(Point labeling dataset excerpts)
* * * * *
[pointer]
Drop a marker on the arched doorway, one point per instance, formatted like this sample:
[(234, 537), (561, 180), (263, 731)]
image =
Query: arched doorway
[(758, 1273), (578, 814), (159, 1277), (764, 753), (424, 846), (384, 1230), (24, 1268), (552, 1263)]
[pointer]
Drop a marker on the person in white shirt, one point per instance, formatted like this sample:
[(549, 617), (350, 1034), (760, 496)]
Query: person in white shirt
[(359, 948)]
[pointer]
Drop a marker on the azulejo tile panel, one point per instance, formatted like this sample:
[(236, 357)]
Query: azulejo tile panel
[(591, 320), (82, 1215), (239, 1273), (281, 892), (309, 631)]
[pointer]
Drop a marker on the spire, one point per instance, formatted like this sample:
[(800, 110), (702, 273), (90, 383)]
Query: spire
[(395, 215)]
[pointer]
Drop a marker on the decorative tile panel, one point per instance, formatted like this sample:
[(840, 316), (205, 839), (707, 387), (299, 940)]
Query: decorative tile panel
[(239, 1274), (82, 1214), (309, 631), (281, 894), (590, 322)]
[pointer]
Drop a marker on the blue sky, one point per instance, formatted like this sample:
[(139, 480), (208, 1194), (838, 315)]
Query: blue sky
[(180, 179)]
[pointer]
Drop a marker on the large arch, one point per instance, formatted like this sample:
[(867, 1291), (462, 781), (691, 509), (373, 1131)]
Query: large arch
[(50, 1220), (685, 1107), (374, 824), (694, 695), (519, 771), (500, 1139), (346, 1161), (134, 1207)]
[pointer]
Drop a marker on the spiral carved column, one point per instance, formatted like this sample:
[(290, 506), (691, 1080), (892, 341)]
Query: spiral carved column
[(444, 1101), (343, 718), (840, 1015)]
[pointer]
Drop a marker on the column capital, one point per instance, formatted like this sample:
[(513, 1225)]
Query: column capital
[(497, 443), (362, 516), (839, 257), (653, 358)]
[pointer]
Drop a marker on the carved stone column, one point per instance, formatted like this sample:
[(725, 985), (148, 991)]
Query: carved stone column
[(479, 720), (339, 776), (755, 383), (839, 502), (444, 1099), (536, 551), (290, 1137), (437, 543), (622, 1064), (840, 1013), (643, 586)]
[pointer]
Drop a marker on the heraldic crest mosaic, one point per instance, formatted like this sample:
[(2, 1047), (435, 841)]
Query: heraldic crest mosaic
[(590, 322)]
* * * * *
--- EXERCISE BRIEF ---
Rewrite everything from the start of the listing down to the line containing "[(497, 443), (362, 516), (839, 257), (653, 358)]", with the requests included. Offset every coordinate in the answers by 86 and leave the sample coordinates in the requests unchanged.

--- EXERCISE OUTPUT ---
[pointer]
Drop a marker on the arched doorway, one point per instance, formatted like this sample:
[(234, 537), (561, 180), (263, 731)]
image =
Query: arched doorway
[(844, 1359), (664, 900), (245, 1363), (850, 839), (510, 932), (470, 1316), (110, 1354), (638, 1349)]
[pointer]
Drop a marker on the person in white shirt, one point per instance, formatted like this sample:
[(549, 617), (350, 1034), (760, 496)]
Query: person in white shirt
[(445, 1034)]
[pointer]
Drop a marker on the azulejo tile panel, one point per instance, formatted like this sample:
[(236, 357)]
Query: azulejo tile panel
[(677, 406), (168, 1301), (325, 1359), (367, 978), (395, 717)]
[pointer]
Drop a marker on the spire, one point per instance, formatted like this sample:
[(800, 110), (702, 273), (90, 383)]
Query: spire
[(481, 301)]
[pointer]
Drop a marker on the decorative tile panel, one point per instance, formatted like this sample:
[(840, 316), (205, 839), (707, 387), (299, 940)]
Query: decorative tile panel
[(325, 1360), (168, 1300), (395, 717), (367, 980), (676, 408)]
[pointer]
Drop a marker on the blue sky, one point per instance, formatted like this sample:
[(139, 480), (208, 1194), (838, 315)]
Query: blue sky
[(266, 265)]
[pointer]
Drop a marker on the large arch, one point per instance, formatted like this sample:
[(867, 1291), (462, 781), (691, 509), (373, 1131)]
Query: large arch
[(136, 1306), (771, 1193), (460, 910), (780, 781), (605, 857), (586, 1225), (432, 1247), (220, 1293)]
[pointer]
Drop a marker on the spiral carved column, one point per instance, formatted like this sample:
[(290, 506), (691, 1080), (892, 341)]
Query: spiral carved column
[(530, 1187), (429, 804), (926, 1101)]
[pointer]
Drop a marker on the column capital, one point per instance, formatted like this sample:
[(513, 1225)]
Query: column capital
[(583, 529), (448, 602), (925, 343), (739, 444)]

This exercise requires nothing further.